▶ [WRITTEN TASKS]
• A. Reproduce the stretch of the std::make_shared lesson from "When you initialize" through "Block on the heap." word for word.
• B. In the std::make_shared lesson, condense the paragraph beginning "How you initialize your smart pointers" into one sentence that keeps its main facts.

Single Allocation Optimization (std::make_shared)
Smart Pointers and Memory Management

8.4 Single Allocation Optimization (std::make_shared)

How you initialize your smart pointers has a massive impact on memory fragmentation and allocation speeds. In this lesson, we will examine the physical allocation differences between raw constructor calls and the optimized helper function std::make_shared.

Let's look at the double allocation problem and cache locality.

The Double Heap Allocation Problem

When you initialize a shared pointer using a raw constructor call like std::shared_ptr<int> ptr{new int{42}}, you are triggering two separate heap allocations:

1. First, the new int{42} call allocates the integer on the heap.

2. Second, the constructor of std::shared_ptr allocates the Control Block on the heap.

This triggers two slow system calls to the operating system memory manager, increases memory fragmentation, and scatters your data across different RAM locations.

Collected data:

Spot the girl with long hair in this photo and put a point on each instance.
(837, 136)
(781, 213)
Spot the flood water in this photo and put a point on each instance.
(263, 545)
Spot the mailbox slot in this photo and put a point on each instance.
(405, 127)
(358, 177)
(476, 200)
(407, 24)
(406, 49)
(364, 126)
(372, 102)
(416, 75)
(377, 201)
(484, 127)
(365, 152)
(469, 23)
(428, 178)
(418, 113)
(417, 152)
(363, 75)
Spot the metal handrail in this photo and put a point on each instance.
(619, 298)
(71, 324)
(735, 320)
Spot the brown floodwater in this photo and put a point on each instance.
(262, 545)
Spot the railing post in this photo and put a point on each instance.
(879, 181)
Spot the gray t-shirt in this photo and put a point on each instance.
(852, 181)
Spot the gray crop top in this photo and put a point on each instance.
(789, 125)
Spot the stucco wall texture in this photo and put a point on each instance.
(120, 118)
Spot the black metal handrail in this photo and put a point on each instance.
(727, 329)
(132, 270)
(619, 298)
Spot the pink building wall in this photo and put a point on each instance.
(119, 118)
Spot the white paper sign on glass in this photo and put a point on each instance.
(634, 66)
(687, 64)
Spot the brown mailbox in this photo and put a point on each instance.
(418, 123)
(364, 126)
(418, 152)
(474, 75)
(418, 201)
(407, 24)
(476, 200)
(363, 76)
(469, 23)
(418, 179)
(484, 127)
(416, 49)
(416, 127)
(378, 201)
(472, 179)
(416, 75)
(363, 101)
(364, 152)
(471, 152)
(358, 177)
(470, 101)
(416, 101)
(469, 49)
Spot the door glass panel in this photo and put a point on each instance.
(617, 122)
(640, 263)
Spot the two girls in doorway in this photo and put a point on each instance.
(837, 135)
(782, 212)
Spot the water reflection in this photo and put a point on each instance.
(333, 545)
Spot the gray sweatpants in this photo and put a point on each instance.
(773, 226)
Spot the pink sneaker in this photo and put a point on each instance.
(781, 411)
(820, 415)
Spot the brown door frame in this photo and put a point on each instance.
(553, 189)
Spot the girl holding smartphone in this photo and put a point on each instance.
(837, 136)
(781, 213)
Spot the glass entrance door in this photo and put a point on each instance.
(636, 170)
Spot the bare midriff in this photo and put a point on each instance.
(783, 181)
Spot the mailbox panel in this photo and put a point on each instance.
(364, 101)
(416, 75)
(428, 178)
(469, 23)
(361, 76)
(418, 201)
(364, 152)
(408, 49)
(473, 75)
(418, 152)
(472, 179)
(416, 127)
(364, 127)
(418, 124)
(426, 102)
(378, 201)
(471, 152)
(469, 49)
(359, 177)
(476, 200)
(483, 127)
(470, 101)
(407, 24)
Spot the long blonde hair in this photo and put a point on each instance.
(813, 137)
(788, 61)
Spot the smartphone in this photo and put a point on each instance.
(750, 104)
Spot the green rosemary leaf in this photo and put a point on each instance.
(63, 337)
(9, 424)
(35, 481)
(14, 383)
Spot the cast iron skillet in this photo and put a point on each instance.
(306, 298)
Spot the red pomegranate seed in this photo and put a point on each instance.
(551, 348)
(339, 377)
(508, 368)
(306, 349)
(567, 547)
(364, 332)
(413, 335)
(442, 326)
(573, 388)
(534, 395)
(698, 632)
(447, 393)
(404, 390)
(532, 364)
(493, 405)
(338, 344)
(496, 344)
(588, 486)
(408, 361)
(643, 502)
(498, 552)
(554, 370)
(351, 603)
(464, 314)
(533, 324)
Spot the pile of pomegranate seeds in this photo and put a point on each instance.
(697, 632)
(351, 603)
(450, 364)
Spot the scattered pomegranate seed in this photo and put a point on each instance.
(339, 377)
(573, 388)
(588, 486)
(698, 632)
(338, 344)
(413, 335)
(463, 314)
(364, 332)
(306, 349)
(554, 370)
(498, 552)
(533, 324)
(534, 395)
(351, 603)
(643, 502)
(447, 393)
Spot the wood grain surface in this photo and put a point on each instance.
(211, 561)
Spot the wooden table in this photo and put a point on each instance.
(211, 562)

▶ [WRITTEN RESPONSES]
• A.
When you initialize a shared pointer using a raw constructor call like std::shared_ptr<int> ptr{new int{42}}, you are triggering two separate heap allocations:

1. First, the new int{42} call allocates the integer on the heap.

2. Second, the constructor of std::shared_ptr allocates the Control Block on the heap.

• B. The way smart pointers are initialized strongly affects memory fragmentation and allocation speed, so the lesson compares the physical allocations of raw constructor calls with those of the optimized helper function std::make_shared.